### AIM OF THE TASK
Please write out exactly the lines of the data below from the line holding "Where can the blurred" through the line holding "Where can the knife", and leave out the rest.

### EXTRACTED RECORDS
● ● ● ● ● ● ●
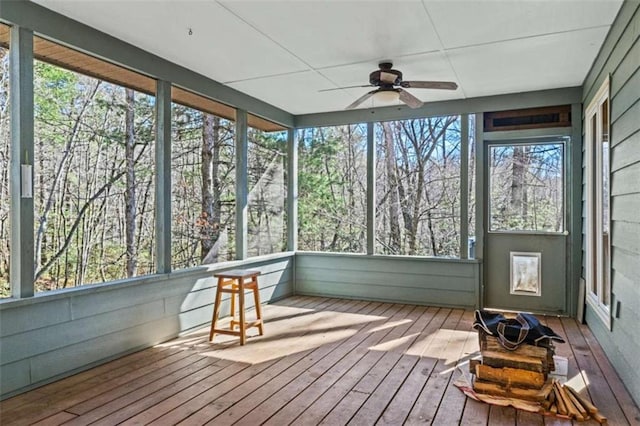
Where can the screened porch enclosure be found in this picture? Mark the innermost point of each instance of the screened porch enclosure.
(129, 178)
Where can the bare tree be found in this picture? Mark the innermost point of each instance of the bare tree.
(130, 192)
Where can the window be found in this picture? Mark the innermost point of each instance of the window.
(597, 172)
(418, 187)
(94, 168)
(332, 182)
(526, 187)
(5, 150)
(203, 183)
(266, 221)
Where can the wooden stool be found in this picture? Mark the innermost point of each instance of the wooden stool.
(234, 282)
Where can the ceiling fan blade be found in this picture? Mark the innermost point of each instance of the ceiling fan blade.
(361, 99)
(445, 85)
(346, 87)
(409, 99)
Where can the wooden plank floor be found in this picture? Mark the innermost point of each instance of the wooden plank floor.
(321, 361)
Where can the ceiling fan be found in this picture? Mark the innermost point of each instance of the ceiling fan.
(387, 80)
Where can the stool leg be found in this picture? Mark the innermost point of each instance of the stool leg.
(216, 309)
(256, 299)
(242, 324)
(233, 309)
● ● ● ● ● ● ●
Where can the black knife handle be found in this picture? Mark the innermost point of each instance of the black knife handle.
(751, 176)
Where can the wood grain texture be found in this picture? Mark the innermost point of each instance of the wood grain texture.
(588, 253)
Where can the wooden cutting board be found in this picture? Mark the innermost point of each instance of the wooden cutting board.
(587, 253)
● ● ● ● ● ● ●
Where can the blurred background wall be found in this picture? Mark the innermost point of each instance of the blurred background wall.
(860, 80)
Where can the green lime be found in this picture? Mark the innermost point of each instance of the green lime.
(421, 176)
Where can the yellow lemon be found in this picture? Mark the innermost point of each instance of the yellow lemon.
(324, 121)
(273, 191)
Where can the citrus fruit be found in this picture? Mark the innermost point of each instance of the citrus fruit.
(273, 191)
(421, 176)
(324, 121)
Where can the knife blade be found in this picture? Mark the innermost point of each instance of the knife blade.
● ● ● ● ● ● ●
### EXERCISE RESULT
Where can the blurred background wall be found in this picture? Mark the innermost point of each instance of the blurred background wall.
(860, 80)
Where can the green lime be found in this picture? Mark the innermost point of each instance of the green lime.
(421, 176)
Where can the yellow lemon be found in this picture? Mark the innermost point of each instance of the yellow lemon.
(324, 121)
(273, 191)
Where can the citrus fruit be found in this picture? Mark the innermost point of each instance of the citrus fruit.
(273, 191)
(421, 176)
(324, 121)
Where can the knife blade be found in this picture? Mark the innermost point of each instance of the knife blade.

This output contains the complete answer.